[EXCERPT TO READ — start]
Where: A Red Orchid Theatre,
1531 N. Wells St.
When: through Dec. 9
By ANNE SPISELMAN
They say silence is golden, but in “Small Mouth Sounds” at A Red Orchid Theatre, it only goes so far.
The premise of Bess Wohl’s 2015 play, directed by Shade Murray, is that half-a-dozen troubled urbanites are on a week-long spiritual retreat in the woods near a lake hoping to….well, that’s not totally clear, because one of the things the Teacher (Meighan Gerachis) has each of them do at one point is write down his or her “intent” on a piece of paper. A disembodied voice over a loudspeaker, she greets the six after they enter in ones and twos at the outset of the 100 intermission-less minutes and, not quite sure whether or not to remove their shoes, sit on folding metal chairs lined up across the back of Kurtis Boetcher’s simply designed set.
The Teacher says she has no plan for the week but does set forth the rules. Clothing is optional at the lake. No cell phones are allowed except in the parking lot in your car with the doors closed and windows rolled up. No incense or food is permitted. Beware of bears. There are no refunds. And, most of all, speaking is forbidden.
This forces the characters, who are named only in the program, to communicate non-verbally, which highlights their moment-to-moment interactions and shifting alliances but fails to provide much deeper insight. Only one, Ned (Levi Holloway), gets a long speech, and it is a litany of personal tragedies in the guise of a question to the Teacher about the meaning of life that mostly explains the knit cap he always wears.
[EXCERPT TO READ — finish]
[RECORDS — start]
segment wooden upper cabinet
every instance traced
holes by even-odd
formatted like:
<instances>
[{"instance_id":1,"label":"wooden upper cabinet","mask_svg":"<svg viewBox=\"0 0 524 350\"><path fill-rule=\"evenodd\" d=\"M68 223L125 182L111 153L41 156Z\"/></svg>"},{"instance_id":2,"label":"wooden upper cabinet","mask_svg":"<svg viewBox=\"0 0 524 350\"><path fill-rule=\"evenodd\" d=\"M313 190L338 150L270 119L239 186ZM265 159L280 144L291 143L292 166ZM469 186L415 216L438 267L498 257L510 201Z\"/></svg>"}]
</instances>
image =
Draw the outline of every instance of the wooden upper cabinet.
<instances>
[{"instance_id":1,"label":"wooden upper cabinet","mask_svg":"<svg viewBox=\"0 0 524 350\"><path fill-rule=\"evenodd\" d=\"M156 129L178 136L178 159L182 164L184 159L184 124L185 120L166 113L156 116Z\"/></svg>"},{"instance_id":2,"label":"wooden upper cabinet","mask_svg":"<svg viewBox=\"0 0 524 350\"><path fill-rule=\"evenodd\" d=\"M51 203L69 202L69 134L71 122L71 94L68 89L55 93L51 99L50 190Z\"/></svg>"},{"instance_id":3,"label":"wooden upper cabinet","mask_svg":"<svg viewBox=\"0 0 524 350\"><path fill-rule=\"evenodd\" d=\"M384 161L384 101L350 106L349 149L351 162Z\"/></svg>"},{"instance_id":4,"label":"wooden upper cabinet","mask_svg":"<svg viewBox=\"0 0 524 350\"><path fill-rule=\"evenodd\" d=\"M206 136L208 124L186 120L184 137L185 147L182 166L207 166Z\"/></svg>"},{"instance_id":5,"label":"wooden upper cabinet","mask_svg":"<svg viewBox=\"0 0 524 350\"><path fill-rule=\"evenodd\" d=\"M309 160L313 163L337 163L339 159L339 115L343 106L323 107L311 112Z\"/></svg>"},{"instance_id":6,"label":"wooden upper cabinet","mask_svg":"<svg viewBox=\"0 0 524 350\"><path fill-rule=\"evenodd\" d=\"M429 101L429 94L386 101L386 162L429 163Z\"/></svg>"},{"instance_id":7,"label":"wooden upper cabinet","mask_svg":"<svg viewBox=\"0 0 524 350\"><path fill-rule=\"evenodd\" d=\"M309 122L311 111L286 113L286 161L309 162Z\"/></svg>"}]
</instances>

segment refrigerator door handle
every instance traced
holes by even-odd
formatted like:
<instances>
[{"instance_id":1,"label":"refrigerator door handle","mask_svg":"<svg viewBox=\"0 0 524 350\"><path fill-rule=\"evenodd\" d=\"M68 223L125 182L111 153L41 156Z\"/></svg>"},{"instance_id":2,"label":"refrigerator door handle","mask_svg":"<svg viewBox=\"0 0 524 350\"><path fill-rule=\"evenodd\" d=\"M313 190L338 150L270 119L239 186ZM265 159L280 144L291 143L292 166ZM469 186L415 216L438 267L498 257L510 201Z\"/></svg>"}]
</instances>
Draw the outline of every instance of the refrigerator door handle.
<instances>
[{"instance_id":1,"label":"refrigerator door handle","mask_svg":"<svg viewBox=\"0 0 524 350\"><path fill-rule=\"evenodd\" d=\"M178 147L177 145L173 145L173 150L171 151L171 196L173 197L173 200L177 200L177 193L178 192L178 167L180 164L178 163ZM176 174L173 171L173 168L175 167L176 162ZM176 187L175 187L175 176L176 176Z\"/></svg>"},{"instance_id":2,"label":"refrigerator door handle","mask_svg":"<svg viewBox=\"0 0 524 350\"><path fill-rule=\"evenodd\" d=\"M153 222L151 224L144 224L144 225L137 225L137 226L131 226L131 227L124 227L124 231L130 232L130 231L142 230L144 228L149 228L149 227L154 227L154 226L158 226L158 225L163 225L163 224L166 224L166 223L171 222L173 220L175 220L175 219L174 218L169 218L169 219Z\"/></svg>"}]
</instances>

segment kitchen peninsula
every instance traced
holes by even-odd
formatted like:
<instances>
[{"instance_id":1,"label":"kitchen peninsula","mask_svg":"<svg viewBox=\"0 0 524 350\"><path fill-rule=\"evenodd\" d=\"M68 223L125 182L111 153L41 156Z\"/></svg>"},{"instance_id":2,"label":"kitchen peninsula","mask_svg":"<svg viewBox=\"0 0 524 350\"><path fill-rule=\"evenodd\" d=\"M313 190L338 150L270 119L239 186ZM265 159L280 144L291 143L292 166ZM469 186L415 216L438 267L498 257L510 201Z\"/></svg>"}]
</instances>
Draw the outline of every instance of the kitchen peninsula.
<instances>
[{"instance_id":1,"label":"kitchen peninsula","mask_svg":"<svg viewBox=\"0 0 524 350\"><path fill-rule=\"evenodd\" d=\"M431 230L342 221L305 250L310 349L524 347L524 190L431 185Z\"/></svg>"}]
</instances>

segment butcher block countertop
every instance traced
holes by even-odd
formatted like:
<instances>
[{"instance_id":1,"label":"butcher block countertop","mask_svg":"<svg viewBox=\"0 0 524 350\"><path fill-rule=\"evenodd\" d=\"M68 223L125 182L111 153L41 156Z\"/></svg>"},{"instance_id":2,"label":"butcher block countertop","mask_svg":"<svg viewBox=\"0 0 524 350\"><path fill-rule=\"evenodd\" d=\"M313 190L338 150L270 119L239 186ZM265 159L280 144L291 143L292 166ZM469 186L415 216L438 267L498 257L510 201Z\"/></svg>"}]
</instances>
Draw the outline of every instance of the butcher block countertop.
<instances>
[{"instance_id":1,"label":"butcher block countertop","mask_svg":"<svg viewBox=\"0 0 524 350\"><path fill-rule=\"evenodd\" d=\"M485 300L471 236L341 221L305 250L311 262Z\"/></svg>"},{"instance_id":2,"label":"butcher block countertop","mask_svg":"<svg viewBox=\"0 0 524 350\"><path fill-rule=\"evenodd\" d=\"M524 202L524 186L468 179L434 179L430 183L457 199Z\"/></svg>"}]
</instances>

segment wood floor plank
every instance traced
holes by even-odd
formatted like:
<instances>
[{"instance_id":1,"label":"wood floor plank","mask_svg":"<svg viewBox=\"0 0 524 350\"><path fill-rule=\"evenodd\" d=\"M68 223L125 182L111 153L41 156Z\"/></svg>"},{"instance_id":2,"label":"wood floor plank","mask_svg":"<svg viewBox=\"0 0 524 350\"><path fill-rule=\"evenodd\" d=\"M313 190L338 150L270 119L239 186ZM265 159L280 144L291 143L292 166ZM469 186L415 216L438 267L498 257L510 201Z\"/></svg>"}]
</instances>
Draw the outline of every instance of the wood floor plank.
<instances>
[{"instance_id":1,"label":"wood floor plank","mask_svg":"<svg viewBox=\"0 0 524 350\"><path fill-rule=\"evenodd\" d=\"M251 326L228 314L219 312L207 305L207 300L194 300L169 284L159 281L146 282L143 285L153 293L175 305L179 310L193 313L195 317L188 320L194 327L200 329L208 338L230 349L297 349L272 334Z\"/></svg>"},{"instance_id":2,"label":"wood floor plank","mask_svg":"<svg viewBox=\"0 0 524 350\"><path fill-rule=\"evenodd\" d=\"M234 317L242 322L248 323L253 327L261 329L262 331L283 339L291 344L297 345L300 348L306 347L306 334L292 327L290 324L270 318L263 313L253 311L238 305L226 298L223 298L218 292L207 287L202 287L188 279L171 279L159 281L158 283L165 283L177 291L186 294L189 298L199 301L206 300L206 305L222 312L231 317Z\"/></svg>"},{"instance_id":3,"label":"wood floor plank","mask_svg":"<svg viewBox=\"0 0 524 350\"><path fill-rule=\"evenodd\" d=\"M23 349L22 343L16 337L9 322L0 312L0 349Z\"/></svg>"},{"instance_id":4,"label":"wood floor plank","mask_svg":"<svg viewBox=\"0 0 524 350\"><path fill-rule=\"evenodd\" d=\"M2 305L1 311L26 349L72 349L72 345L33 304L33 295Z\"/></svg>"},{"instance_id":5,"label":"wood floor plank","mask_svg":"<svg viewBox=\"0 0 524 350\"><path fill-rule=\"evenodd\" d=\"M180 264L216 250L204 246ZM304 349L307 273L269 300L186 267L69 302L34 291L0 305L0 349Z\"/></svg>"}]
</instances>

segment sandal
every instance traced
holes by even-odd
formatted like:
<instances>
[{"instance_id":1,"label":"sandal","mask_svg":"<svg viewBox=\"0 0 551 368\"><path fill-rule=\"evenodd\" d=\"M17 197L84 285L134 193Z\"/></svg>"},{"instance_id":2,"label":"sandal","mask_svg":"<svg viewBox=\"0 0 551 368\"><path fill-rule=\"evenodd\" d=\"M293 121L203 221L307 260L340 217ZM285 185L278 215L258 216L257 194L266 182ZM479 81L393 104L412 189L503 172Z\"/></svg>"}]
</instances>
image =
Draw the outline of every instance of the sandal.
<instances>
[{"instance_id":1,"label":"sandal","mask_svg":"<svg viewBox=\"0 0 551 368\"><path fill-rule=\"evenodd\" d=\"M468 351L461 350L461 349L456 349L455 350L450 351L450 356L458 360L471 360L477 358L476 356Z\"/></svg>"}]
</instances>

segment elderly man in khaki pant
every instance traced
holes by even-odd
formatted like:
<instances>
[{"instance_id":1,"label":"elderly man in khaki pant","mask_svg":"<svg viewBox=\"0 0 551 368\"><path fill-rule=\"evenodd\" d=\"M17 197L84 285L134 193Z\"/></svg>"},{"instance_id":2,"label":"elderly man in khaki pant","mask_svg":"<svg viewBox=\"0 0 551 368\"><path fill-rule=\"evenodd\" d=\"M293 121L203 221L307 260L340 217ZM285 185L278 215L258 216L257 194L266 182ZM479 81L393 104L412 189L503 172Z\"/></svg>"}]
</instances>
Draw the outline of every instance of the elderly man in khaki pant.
[RECORDS — finish]
_WORK TASK 1_: Decide whether each statement below agrees with the review of "Small Mouth Sounds": (a) the performance includes an intermission; (b) food is allowed at the retreat; (c) Levi Holloway plays Ned, the one character given a long speech. Answer yes or no for each and quote the words of the review that decide it.
_WORK TASK 2_: Carry the review of "Small Mouth Sounds" forward from the point where it stops.

_OUTPUT 1_:
(a) No: "the 100 intermission-less minutes"
(b) No: "No incense or food is permitted."
(c) Yes: "Only one, Ned (Levi Holloway), gets a long speech"

_OUTPUT 2_:
Ned is a stickler for the rules, which the others all break to some extent. This causes some friction between him and his cabin mate, Rodney (Travis A. Knight), a toned yoga instructor who seems to be the most at home in this setting and lights some incense that Ned immediately snuffs out. Also, they both are attracted to Alicia (Heather Chrisler), the frazzled latecomer who arrives with too much baggage, is addicted to snacks, and keeps trying to reach someone named Fred, apparently a recent ex, on her cell phone. Needless to say, Rodney has more success with her, though this doesn’t turn out too well.
Alicia’s cabin mate is the mysterious Jan (Lawrence Grimm), who pretty much keeps to himself, scowls most of the time, and is relentlessly pursued by mosquitoes (kudos to sound designer Jeffrey Levin for making them sound oh-so-real). The evening’s most touching incident is the connection he forms with Judy (Cynthia Hines) over the photo of a boy he takes out and kisses.
Judy is on the retreat with her girlfriend Joan (Jennifer Engstrom), and they are squabbling from the start. The essence, we learn when they break the silence rule, is that Judy, who is African American and the nice one, has been diagnosed with cancer, and Joan can’t handle it.
The play takes us through the retreat day by day, with each punctuated by a talk from the Teacher in a lightly accented voice that sounds vaguely East Indian. But she has problems of her own, among them a cold and an issue that repeatedly causes her to have to excuse herself to answer a cell phone ringing in the background. In fact, she becomes increasingly unprofessional, says things that make little sense, and even impatiently wishes that someone would just change.
Some of the characters do change, I guess, but not necessarily for the better. Nor do they seem more enlightened or in touch with themselves. The way “Small Mouth Sounds” is directed and acted, it is almost impossible to tell if Wohl is being serious or satirical. Despite some amusing moments and telling details, it’s not really funny or sharp enough to be a satire. At the same time, the very notion of a spiritual retreat being a form of consumerism is too absurd to be taken seriously, even if it is true.